» **WHAT YOU WILL DO**
• A. Answer these questions about the core PCE page:
(i) What does the post name as its author's preferred measure of "flation"?
(ii) Who, according to the post, "missed the boat by a mile"?
(iii) What documentary did the author of Predator Nation also make?
• B. Pick up the core PCE page after its last line and keep it going.

» **SOURCE TEXT**
· · · · · · ·

Saturday, June 1, 2013

Mish — Lowest Core PCE in History; "Flation" Perspective

Inflation, deflation, and disinflation are all in the eyes of the beholder, and all depend on the definition. Still I expect another round of deflation possibly with prices but more importantly with credit, my preferred measure of "flation". 
Regardless of how one measures "flation", the hyperinflationists missed the boat by a mile.
MISH'S Global Economic Trend Analysis
Lowest Core PCE in History; "Flation" Perspective
Mike "Mish" Shedlock

8 comments:

Anonymous said...

Tom, or anyone,

do you know of a really good, comprehensive and detailed analysis of the financial fraud that went on leading up to the 2007/8 crisis? (liar's loans, fraudulent derivatives, etc).

Tom Hickey said...

I'd start with Charles H. Ferguson, Predator Nation: Corporate Criminals, Political Corruption, and the Hijacking of America

Ferguson also made the documentary Inside Job.

· · · · · · ·

» **ENTRIES PROVIDED**
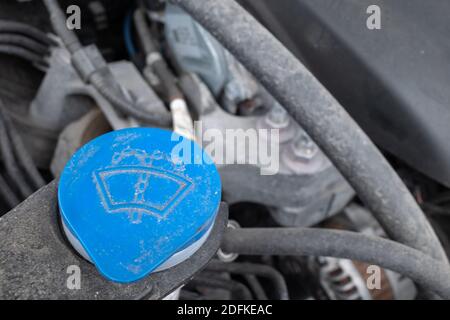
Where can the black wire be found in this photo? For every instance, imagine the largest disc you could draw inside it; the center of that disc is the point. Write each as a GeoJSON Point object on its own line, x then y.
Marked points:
{"type": "Point", "coordinates": [321, 115]}
{"type": "Point", "coordinates": [256, 287]}
{"type": "Point", "coordinates": [431, 274]}
{"type": "Point", "coordinates": [24, 42]}
{"type": "Point", "coordinates": [24, 29]}
{"type": "Point", "coordinates": [97, 78]}
{"type": "Point", "coordinates": [7, 194]}
{"type": "Point", "coordinates": [254, 269]}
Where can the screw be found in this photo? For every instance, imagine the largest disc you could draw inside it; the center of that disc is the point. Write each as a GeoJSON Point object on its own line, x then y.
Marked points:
{"type": "Point", "coordinates": [278, 117]}
{"type": "Point", "coordinates": [304, 147]}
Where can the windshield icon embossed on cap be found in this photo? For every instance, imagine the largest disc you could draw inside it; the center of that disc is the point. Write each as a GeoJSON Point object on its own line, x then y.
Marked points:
{"type": "Point", "coordinates": [128, 185]}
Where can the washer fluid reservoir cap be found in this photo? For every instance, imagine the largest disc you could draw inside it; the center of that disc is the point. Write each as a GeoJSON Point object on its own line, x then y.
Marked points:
{"type": "Point", "coordinates": [140, 200]}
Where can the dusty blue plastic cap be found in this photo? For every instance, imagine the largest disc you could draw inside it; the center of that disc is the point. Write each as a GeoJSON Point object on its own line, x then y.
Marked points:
{"type": "Point", "coordinates": [133, 198]}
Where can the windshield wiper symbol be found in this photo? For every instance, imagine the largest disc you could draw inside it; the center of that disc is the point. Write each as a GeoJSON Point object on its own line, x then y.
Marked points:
{"type": "Point", "coordinates": [134, 184]}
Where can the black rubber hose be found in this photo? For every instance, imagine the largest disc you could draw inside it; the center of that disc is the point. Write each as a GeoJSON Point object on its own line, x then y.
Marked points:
{"type": "Point", "coordinates": [27, 30]}
{"type": "Point", "coordinates": [240, 290]}
{"type": "Point", "coordinates": [21, 53]}
{"type": "Point", "coordinates": [321, 115]}
{"type": "Point", "coordinates": [24, 42]}
{"type": "Point", "coordinates": [431, 274]}
{"type": "Point", "coordinates": [7, 155]}
{"type": "Point", "coordinates": [22, 154]}
{"type": "Point", "coordinates": [7, 194]}
{"type": "Point", "coordinates": [97, 79]}
{"type": "Point", "coordinates": [125, 106]}
{"type": "Point", "coordinates": [254, 269]}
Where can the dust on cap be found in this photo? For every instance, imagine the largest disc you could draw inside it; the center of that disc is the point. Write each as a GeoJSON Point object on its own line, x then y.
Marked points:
{"type": "Point", "coordinates": [133, 199]}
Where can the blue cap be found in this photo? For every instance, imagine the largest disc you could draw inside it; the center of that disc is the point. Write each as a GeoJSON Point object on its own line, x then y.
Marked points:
{"type": "Point", "coordinates": [133, 198]}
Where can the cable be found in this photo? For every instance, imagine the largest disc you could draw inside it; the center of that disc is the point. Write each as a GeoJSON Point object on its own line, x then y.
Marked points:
{"type": "Point", "coordinates": [24, 29]}
{"type": "Point", "coordinates": [319, 113]}
{"type": "Point", "coordinates": [97, 78]}
{"type": "Point", "coordinates": [254, 269]}
{"type": "Point", "coordinates": [7, 194]}
{"type": "Point", "coordinates": [256, 287]}
{"type": "Point", "coordinates": [12, 169]}
{"type": "Point", "coordinates": [21, 53]}
{"type": "Point", "coordinates": [22, 154]}
{"type": "Point", "coordinates": [431, 274]}
{"type": "Point", "coordinates": [24, 42]}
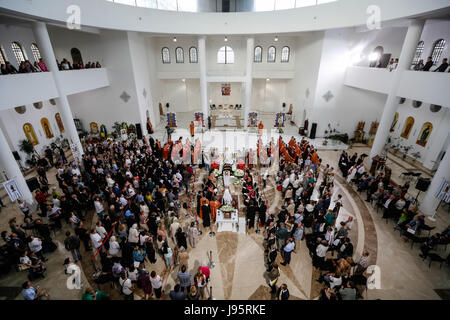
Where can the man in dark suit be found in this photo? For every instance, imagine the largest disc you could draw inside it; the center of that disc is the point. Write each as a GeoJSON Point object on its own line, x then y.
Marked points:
{"type": "Point", "coordinates": [282, 292]}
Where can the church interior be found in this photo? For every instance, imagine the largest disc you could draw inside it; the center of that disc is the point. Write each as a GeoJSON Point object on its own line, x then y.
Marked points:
{"type": "Point", "coordinates": [224, 150]}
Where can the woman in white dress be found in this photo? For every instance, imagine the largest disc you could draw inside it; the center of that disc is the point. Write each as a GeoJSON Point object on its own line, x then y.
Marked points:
{"type": "Point", "coordinates": [227, 199]}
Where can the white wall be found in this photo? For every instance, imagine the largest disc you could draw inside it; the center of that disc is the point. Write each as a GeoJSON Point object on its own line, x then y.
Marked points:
{"type": "Point", "coordinates": [12, 123]}
{"type": "Point", "coordinates": [433, 31]}
{"type": "Point", "coordinates": [105, 14]}
{"type": "Point", "coordinates": [215, 94]}
{"type": "Point", "coordinates": [105, 106]}
{"type": "Point", "coordinates": [338, 49]}
{"type": "Point", "coordinates": [436, 141]}
{"type": "Point", "coordinates": [268, 96]}
{"type": "Point", "coordinates": [301, 90]}
{"type": "Point", "coordinates": [89, 44]}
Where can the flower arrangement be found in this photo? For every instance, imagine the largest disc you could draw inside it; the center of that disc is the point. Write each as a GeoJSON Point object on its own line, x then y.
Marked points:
{"type": "Point", "coordinates": [227, 208]}
{"type": "Point", "coordinates": [237, 181]}
{"type": "Point", "coordinates": [238, 173]}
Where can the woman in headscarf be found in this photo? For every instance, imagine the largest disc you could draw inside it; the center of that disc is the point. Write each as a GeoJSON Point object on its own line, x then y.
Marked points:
{"type": "Point", "coordinates": [133, 235]}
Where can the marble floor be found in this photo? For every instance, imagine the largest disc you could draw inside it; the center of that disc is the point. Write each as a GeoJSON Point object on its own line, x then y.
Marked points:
{"type": "Point", "coordinates": [238, 259]}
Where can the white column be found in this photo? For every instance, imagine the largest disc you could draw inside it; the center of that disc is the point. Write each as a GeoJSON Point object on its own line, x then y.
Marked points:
{"type": "Point", "coordinates": [9, 164]}
{"type": "Point", "coordinates": [248, 80]}
{"type": "Point", "coordinates": [429, 203]}
{"type": "Point", "coordinates": [409, 47]}
{"type": "Point", "coordinates": [45, 46]}
{"type": "Point", "coordinates": [203, 83]}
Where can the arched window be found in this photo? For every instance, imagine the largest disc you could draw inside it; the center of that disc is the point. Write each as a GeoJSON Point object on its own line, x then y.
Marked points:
{"type": "Point", "coordinates": [418, 52]}
{"type": "Point", "coordinates": [76, 56]}
{"type": "Point", "coordinates": [193, 56]}
{"type": "Point", "coordinates": [258, 54]}
{"type": "Point", "coordinates": [165, 53]}
{"type": "Point", "coordinates": [285, 54]}
{"type": "Point", "coordinates": [179, 55]}
{"type": "Point", "coordinates": [424, 134]}
{"type": "Point", "coordinates": [437, 50]}
{"type": "Point", "coordinates": [271, 54]}
{"type": "Point", "coordinates": [407, 127]}
{"type": "Point", "coordinates": [18, 52]}
{"type": "Point", "coordinates": [36, 52]}
{"type": "Point", "coordinates": [47, 129]}
{"type": "Point", "coordinates": [225, 55]}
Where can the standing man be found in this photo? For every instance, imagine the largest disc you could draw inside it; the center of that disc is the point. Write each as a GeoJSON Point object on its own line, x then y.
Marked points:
{"type": "Point", "coordinates": [72, 244]}
{"type": "Point", "coordinates": [126, 287]}
{"type": "Point", "coordinates": [49, 155]}
{"type": "Point", "coordinates": [74, 272]}
{"type": "Point", "coordinates": [273, 276]}
{"type": "Point", "coordinates": [287, 251]}
{"type": "Point", "coordinates": [192, 128]}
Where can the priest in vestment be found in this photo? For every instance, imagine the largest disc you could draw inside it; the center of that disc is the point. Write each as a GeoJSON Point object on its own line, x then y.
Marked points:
{"type": "Point", "coordinates": [227, 199]}
{"type": "Point", "coordinates": [260, 128]}
{"type": "Point", "coordinates": [192, 127]}
{"type": "Point", "coordinates": [214, 205]}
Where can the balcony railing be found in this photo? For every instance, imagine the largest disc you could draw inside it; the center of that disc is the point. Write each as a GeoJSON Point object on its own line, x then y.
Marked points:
{"type": "Point", "coordinates": [428, 87]}
{"type": "Point", "coordinates": [27, 88]}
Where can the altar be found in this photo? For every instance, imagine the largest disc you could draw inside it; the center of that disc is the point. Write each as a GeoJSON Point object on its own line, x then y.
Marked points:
{"type": "Point", "coordinates": [227, 224]}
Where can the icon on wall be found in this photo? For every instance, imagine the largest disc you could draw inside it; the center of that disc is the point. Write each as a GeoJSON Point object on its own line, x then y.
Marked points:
{"type": "Point", "coordinates": [59, 122]}
{"type": "Point", "coordinates": [30, 134]}
{"type": "Point", "coordinates": [226, 89]}
{"type": "Point", "coordinates": [47, 129]}
{"type": "Point", "coordinates": [409, 123]}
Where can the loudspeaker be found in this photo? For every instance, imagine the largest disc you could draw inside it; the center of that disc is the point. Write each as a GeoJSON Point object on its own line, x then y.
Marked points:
{"type": "Point", "coordinates": [33, 184]}
{"type": "Point", "coordinates": [423, 184]}
{"type": "Point", "coordinates": [16, 155]}
{"type": "Point", "coordinates": [313, 131]}
{"type": "Point", "coordinates": [138, 131]}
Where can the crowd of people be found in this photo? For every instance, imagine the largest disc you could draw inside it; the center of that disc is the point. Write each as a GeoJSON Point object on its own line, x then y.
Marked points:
{"type": "Point", "coordinates": [24, 67]}
{"type": "Point", "coordinates": [420, 66]}
{"type": "Point", "coordinates": [132, 193]}
{"type": "Point", "coordinates": [307, 214]}
{"type": "Point", "coordinates": [394, 201]}
{"type": "Point", "coordinates": [66, 65]}
{"type": "Point", "coordinates": [28, 67]}
{"type": "Point", "coordinates": [135, 195]}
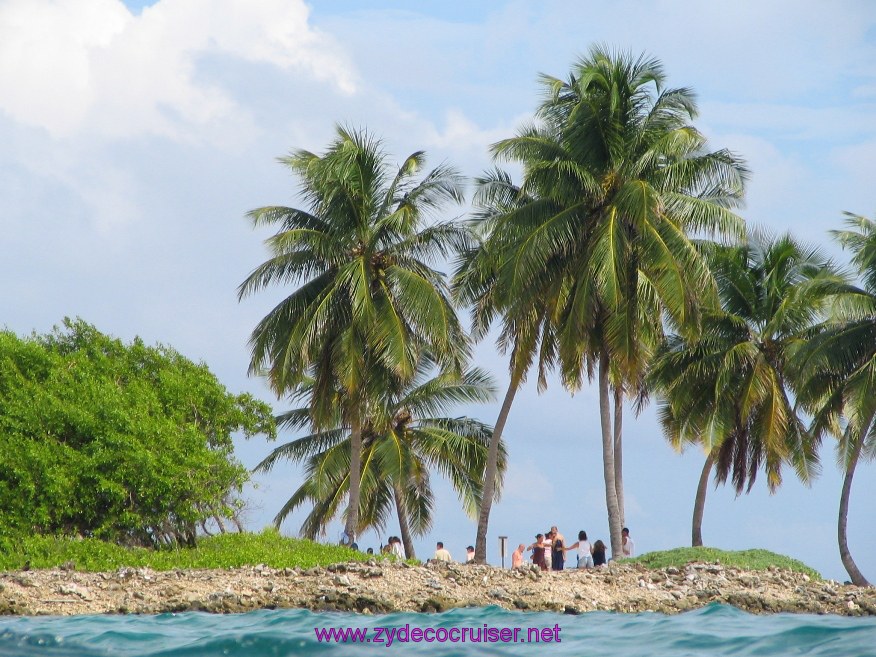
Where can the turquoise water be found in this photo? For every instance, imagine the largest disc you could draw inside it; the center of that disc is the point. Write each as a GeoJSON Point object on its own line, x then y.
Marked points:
{"type": "Point", "coordinates": [714, 630]}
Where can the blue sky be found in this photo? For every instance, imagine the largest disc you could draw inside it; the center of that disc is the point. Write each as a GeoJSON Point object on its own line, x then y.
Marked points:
{"type": "Point", "coordinates": [136, 137]}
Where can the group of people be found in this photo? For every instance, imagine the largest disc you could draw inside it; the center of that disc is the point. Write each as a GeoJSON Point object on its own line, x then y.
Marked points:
{"type": "Point", "coordinates": [549, 550]}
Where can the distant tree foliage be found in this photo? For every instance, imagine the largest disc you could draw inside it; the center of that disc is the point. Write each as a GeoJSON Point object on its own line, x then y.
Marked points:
{"type": "Point", "coordinates": [123, 442]}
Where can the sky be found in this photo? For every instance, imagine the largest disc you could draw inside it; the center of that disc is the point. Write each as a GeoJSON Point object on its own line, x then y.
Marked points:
{"type": "Point", "coordinates": [135, 136]}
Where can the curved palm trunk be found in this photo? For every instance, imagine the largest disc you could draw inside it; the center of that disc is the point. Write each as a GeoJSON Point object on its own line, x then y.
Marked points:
{"type": "Point", "coordinates": [858, 579]}
{"type": "Point", "coordinates": [614, 522]}
{"type": "Point", "coordinates": [619, 451]}
{"type": "Point", "coordinates": [404, 527]}
{"type": "Point", "coordinates": [352, 525]}
{"type": "Point", "coordinates": [490, 473]}
{"type": "Point", "coordinates": [696, 532]}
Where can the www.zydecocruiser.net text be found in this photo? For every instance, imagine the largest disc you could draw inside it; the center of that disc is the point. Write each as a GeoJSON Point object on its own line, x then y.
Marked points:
{"type": "Point", "coordinates": [388, 636]}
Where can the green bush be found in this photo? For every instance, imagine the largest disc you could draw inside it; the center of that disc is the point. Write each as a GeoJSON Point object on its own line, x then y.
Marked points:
{"type": "Point", "coordinates": [222, 551]}
{"type": "Point", "coordinates": [743, 559]}
{"type": "Point", "coordinates": [116, 441]}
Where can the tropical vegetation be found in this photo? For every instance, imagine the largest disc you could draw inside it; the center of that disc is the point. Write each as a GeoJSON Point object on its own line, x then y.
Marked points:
{"type": "Point", "coordinates": [404, 438]}
{"type": "Point", "coordinates": [839, 372]}
{"type": "Point", "coordinates": [742, 559]}
{"type": "Point", "coordinates": [115, 441]}
{"type": "Point", "coordinates": [231, 550]}
{"type": "Point", "coordinates": [731, 389]}
{"type": "Point", "coordinates": [616, 180]}
{"type": "Point", "coordinates": [617, 257]}
{"type": "Point", "coordinates": [368, 304]}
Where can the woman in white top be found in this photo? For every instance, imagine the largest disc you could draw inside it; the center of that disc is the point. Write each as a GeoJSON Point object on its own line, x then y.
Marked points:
{"type": "Point", "coordinates": [548, 548]}
{"type": "Point", "coordinates": [585, 550]}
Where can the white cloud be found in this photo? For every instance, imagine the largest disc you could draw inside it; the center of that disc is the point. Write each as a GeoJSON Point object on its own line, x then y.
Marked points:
{"type": "Point", "coordinates": [525, 482]}
{"type": "Point", "coordinates": [71, 65]}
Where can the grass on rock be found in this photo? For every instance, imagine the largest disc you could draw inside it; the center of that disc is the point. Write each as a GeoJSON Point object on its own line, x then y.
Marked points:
{"type": "Point", "coordinates": [222, 551]}
{"type": "Point", "coordinates": [743, 559]}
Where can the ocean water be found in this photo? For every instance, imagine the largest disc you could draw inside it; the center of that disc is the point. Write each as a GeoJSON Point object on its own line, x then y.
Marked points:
{"type": "Point", "coordinates": [713, 630]}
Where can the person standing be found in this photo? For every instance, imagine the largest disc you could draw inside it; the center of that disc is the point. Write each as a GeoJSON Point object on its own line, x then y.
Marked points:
{"type": "Point", "coordinates": [599, 553]}
{"type": "Point", "coordinates": [517, 556]}
{"type": "Point", "coordinates": [558, 550]}
{"type": "Point", "coordinates": [548, 550]}
{"type": "Point", "coordinates": [441, 554]}
{"type": "Point", "coordinates": [629, 547]}
{"type": "Point", "coordinates": [585, 550]}
{"type": "Point", "coordinates": [538, 550]}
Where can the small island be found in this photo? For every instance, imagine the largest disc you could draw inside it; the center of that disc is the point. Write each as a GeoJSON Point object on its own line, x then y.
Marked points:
{"type": "Point", "coordinates": [67, 577]}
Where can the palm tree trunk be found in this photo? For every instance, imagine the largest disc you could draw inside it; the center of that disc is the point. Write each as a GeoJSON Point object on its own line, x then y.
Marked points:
{"type": "Point", "coordinates": [614, 524]}
{"type": "Point", "coordinates": [490, 473]}
{"type": "Point", "coordinates": [404, 527]}
{"type": "Point", "coordinates": [696, 533]}
{"type": "Point", "coordinates": [619, 451]}
{"type": "Point", "coordinates": [851, 567]}
{"type": "Point", "coordinates": [352, 525]}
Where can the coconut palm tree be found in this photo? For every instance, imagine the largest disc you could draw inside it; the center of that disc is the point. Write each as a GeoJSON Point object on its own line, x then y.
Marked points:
{"type": "Point", "coordinates": [731, 389]}
{"type": "Point", "coordinates": [839, 370]}
{"type": "Point", "coordinates": [527, 327]}
{"type": "Point", "coordinates": [620, 180]}
{"type": "Point", "coordinates": [366, 300]}
{"type": "Point", "coordinates": [404, 438]}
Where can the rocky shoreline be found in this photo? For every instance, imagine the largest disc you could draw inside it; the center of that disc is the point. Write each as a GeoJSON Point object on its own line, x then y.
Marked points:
{"type": "Point", "coordinates": [381, 587]}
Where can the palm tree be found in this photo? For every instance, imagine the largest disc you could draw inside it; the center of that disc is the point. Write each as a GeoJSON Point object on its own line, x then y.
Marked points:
{"type": "Point", "coordinates": [731, 388]}
{"type": "Point", "coordinates": [527, 327]}
{"type": "Point", "coordinates": [403, 441]}
{"type": "Point", "coordinates": [620, 180]}
{"type": "Point", "coordinates": [367, 300]}
{"type": "Point", "coordinates": [839, 369]}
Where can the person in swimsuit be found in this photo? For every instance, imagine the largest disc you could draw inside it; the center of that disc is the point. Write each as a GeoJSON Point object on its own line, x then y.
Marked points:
{"type": "Point", "coordinates": [599, 553]}
{"type": "Point", "coordinates": [538, 552]}
{"type": "Point", "coordinates": [585, 550]}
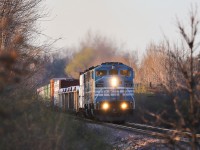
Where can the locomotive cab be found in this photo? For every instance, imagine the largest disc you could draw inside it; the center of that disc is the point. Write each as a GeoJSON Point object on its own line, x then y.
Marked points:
{"type": "Point", "coordinates": [107, 91]}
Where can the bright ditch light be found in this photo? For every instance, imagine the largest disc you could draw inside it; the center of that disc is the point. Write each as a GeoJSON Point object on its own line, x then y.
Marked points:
{"type": "Point", "coordinates": [124, 105]}
{"type": "Point", "coordinates": [114, 82]}
{"type": "Point", "coordinates": [105, 106]}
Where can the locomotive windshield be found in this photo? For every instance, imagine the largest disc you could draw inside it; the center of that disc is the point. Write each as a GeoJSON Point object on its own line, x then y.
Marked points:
{"type": "Point", "coordinates": [113, 72]}
{"type": "Point", "coordinates": [125, 73]}
{"type": "Point", "coordinates": [101, 73]}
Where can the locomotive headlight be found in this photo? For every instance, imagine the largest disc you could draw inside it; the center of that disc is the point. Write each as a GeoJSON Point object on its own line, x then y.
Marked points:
{"type": "Point", "coordinates": [114, 82]}
{"type": "Point", "coordinates": [105, 106]}
{"type": "Point", "coordinates": [124, 106]}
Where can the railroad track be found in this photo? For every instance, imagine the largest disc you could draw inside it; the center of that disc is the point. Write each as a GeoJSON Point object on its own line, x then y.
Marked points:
{"type": "Point", "coordinates": [156, 131]}
{"type": "Point", "coordinates": [162, 133]}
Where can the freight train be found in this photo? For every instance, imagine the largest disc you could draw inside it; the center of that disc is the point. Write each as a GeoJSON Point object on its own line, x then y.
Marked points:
{"type": "Point", "coordinates": [104, 92]}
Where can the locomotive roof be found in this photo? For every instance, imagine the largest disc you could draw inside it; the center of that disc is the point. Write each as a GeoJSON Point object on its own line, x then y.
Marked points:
{"type": "Point", "coordinates": [105, 63]}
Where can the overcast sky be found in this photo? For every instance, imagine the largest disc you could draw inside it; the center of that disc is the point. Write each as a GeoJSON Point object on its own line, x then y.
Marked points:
{"type": "Point", "coordinates": [133, 22]}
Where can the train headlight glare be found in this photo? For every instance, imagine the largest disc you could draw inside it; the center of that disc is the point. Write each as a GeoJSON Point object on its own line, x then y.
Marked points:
{"type": "Point", "coordinates": [124, 105]}
{"type": "Point", "coordinates": [105, 106]}
{"type": "Point", "coordinates": [114, 82]}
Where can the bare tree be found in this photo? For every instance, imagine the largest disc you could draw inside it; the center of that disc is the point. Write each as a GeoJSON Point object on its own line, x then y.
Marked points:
{"type": "Point", "coordinates": [18, 56]}
{"type": "Point", "coordinates": [180, 80]}
{"type": "Point", "coordinates": [94, 50]}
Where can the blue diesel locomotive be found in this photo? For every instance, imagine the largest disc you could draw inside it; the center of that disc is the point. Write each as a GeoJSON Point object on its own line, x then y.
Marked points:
{"type": "Point", "coordinates": [105, 92]}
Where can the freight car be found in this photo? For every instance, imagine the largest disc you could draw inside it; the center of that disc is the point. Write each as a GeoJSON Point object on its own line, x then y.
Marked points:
{"type": "Point", "coordinates": [50, 92]}
{"type": "Point", "coordinates": [105, 92]}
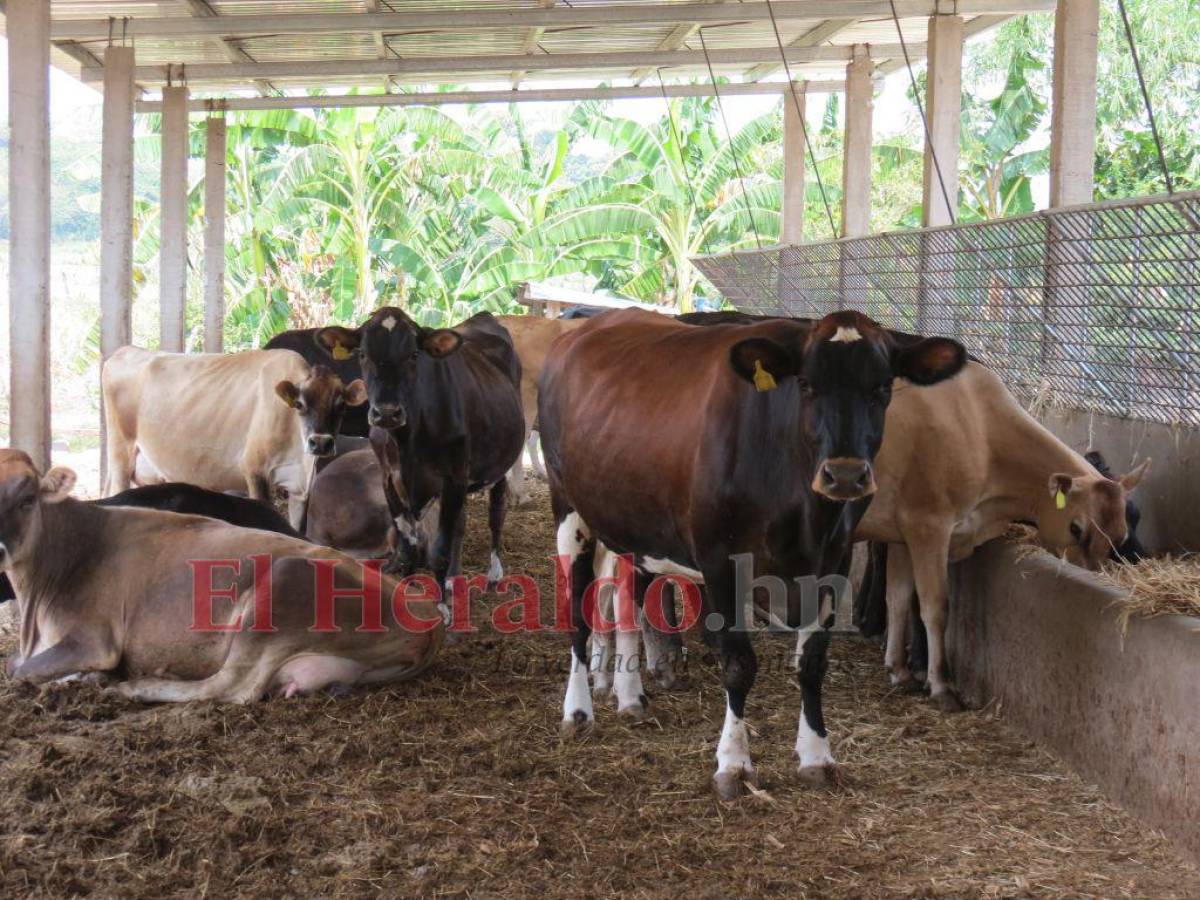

· · · · · · ·

» **SOLVED PROBLEMS**
• A.
(i) Credit.
(ii) The hyperinflationists.
(iii) Inside Job.

• B.
Janet Tavakoli published a lot of articles too, some of which are available at her site, Tavakoli Structured Finance and edited and published as The Robber Barons. She was one of the only ones documenting this as events unfolded.

All Bill Black's work is also seminal. Most of the details are in his blogs. He describes the process in The Best Way to Rob a Bank is to Own One (2005).

Bill calls attention to "The Organization as 'Weapon' in White Collar Crime." Wheeler & Rothman (1982) and Big Money Crime. Calavita, Pontell & Tillman (1997)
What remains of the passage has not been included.